-- START SOURCE DATA --
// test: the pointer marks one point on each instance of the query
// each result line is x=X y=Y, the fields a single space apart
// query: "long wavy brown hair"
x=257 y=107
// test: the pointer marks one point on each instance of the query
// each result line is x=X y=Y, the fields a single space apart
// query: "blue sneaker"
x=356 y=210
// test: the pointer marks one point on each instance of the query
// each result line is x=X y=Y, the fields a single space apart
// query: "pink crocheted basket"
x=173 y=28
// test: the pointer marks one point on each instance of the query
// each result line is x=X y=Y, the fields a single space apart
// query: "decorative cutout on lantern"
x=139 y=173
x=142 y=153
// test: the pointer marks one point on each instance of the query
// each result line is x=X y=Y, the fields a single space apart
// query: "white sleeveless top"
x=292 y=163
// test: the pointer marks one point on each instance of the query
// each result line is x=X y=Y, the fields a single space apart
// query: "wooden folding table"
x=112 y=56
-- END SOURCE DATA --
-- START SOURCE DATA --
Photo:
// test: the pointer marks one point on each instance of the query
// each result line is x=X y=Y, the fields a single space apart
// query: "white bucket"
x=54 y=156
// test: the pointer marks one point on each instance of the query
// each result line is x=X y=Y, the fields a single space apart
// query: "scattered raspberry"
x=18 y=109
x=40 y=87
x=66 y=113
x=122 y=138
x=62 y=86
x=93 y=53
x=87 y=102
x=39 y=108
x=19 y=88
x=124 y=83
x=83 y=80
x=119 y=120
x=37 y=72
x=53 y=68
-- END SOURCE DATA --
WORK TO DO: List every line in the items above that contains the word "white", matching case.

FULL OUTPUT:
// query: "white sleeveless top"
// query: "white bucket"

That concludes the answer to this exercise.